Textauszug:
┌────────

Die Geschichte des
Tierschutzverein Ludwigsburg e.V.

Am 27. April 1939 wurde, so steht es im Auszug des Registergerichts am Amtsgericht Ludwigsburg, „die Satzung des Tierschutzvereins Ludwigsburgs errichtet“. Setzt man dieses Datum mit der Gründung des Vereins gleich, dann feiert der Tierschutzverein Ludwigsburg e.V. im Jahr 2014 seinen 75. Geburtstag. Wie der Verein damals hieß, wissen wir nicht. Den Namen Tierschutzverein Ludwigsburg e.V. trägt der Verein erst seit 1999. Zuvor schleppte er 36 Jahre lang ein Wortungetüm als Namen mit sich herum, das auf keinen Briefkopf passt.

Namensbandwurm

Am 13. Oktober 1963 bestimmte nämlich die Mitgliederversammlung, der Verein solle folgenden Namen tragen: Deutscher Tierschutzbund (Landesverband Baden/Württemberg) Orts- und Kreisverband Ludwigsburg e.V.

└────────

Auflistung:
┌────────

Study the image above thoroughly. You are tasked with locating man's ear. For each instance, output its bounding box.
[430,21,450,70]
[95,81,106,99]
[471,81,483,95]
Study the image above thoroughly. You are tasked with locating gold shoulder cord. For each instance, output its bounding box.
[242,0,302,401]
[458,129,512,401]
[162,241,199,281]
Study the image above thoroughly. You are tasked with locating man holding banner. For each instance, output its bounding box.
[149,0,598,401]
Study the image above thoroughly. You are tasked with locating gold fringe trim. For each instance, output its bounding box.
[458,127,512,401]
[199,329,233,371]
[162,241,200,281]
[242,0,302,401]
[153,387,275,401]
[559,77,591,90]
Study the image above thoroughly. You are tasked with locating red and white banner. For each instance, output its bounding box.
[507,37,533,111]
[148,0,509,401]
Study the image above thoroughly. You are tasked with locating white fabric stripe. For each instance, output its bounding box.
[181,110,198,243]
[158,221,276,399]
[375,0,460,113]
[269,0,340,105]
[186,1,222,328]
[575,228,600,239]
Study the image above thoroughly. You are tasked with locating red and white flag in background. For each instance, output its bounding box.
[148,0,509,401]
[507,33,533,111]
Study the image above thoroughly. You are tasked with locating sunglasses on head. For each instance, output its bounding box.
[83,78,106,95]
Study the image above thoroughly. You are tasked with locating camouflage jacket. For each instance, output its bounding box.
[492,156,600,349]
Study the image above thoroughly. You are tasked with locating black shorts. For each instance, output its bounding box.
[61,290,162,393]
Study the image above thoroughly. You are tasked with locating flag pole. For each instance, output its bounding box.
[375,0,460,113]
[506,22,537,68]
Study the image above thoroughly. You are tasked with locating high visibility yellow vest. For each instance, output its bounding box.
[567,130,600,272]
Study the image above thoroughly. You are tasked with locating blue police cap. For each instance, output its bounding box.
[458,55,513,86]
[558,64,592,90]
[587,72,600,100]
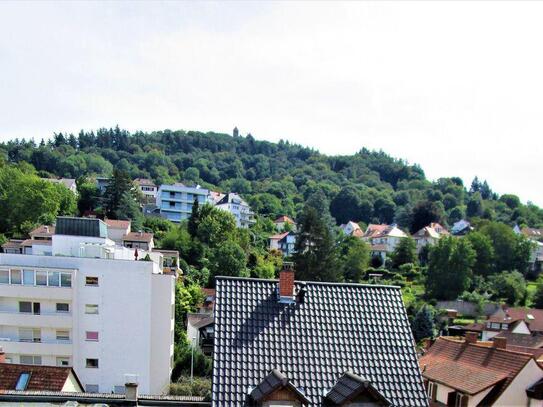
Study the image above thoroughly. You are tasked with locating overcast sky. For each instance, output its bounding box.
[0,1,543,206]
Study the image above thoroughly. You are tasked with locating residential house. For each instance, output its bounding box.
[156,183,209,222]
[104,218,132,245]
[42,178,77,194]
[451,219,473,236]
[413,222,449,253]
[268,232,296,257]
[0,217,176,393]
[339,221,364,237]
[212,270,427,407]
[134,178,158,202]
[419,333,543,407]
[123,230,155,251]
[362,223,408,263]
[215,192,256,228]
[0,347,83,392]
[273,215,296,232]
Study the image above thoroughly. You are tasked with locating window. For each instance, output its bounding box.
[57,358,70,366]
[86,331,98,341]
[0,270,9,284]
[60,273,72,287]
[47,271,60,287]
[19,355,41,365]
[85,277,98,287]
[23,270,35,285]
[19,301,41,315]
[85,384,99,393]
[19,328,41,342]
[85,304,98,314]
[85,359,98,369]
[15,372,30,390]
[427,382,437,401]
[11,270,22,284]
[57,330,70,341]
[57,302,70,312]
[36,271,47,285]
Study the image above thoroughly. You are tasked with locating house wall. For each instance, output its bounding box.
[494,359,543,407]
[0,254,175,394]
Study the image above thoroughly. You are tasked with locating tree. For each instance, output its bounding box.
[392,237,417,269]
[490,271,526,305]
[293,206,340,281]
[338,236,370,283]
[466,231,495,277]
[104,169,136,217]
[409,201,443,233]
[330,187,361,223]
[412,305,435,342]
[426,237,475,300]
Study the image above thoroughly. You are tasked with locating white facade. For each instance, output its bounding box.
[156,184,209,222]
[0,235,175,394]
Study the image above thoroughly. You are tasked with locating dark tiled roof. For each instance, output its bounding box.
[420,338,532,405]
[326,372,390,406]
[0,363,77,391]
[212,277,427,407]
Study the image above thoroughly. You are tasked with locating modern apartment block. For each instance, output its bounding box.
[156,183,209,222]
[0,218,175,394]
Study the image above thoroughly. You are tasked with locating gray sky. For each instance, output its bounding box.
[0,1,543,205]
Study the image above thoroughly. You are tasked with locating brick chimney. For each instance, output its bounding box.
[466,332,479,343]
[492,337,507,349]
[279,263,294,299]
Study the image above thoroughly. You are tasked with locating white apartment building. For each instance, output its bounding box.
[0,218,175,394]
[215,192,256,228]
[156,183,209,222]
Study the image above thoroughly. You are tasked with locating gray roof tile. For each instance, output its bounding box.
[212,277,427,407]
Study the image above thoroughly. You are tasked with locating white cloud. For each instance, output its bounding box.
[0,2,543,205]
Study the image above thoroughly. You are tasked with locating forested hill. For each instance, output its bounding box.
[0,127,543,231]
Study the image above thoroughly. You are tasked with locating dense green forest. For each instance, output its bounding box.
[4,127,543,232]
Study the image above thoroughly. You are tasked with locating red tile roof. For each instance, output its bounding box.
[273,215,294,224]
[487,308,543,332]
[123,232,154,243]
[0,363,83,391]
[419,338,532,398]
[104,219,130,229]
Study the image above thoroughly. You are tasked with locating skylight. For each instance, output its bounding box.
[15,372,30,390]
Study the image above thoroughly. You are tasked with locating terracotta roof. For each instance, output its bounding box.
[273,215,294,224]
[269,232,290,240]
[487,308,543,332]
[123,232,154,243]
[0,363,79,391]
[419,338,532,405]
[104,219,131,229]
[29,225,55,236]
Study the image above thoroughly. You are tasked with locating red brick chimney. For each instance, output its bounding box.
[492,337,507,349]
[279,265,294,298]
[466,332,479,343]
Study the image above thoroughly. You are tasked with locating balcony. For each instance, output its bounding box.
[0,337,72,356]
[0,308,72,328]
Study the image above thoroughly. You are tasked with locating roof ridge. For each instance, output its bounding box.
[215,276,401,290]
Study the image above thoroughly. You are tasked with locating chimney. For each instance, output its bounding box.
[279,263,294,301]
[492,337,507,349]
[466,332,479,343]
[124,374,138,405]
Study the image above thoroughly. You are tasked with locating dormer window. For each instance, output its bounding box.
[15,372,31,391]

└────────

Übungsaufgabe 1: Warum feiert der Tierschutzverein Ludwigsburg e.V. laut dem Text zur Vereinsgeschichte im Jahr 2014 seinen 75. Geburtstag? Antworten Sie in höchstens drei Sätzen.
Übungsaufgabe 2:
Beantworten Sie anhand des Textes zur Vereinsgeschichte:
(a) Seit welchem Jahr trägt der Verein den Namen Tierschutzverein Ludwigsburg e.V.?
(b) Welches Gremium legte am 13. Oktober 1963 den neuen Vereinsnamen fest?
(c) Wo steht, dass die Satzung am 27. April 1939 errichtet wurde?
Übungsaufgabe 3: Schreiben Sie aus dem Text zur Vereinsgeschichte wortwörtlich ab, von „Am 13. Oktober“ bis einschließlich „Kreisverband Ludwigsburg e.V.“.

Vollständige Lösung 1: Laut dem Auszug des Registergerichts am Amtsgericht Ludwigsburg wurde die Satzung des Vereins am 27. April 1939 errichtet. Setzt man dieses Datum mit der Gründung gleich, wird der Verein 2014 75 Jahre alt.

Vollständige Lösung 2:
(a) Seit 1999.
(b) Die Mitgliederversammlung.
(c) Im Auszug des Registergerichts am Amtsgericht Ludwigsburg.

Vollständige Lösung 3:
Am 13. Oktober 1963 bestimmte nämlich die Mitgliederversammlung, der Verein solle folgenden Namen tragen: Deutscher Tierschutzbund (Landesverband Baden/Württemberg) Orts- und Kreisverband Ludwigsburg e.V.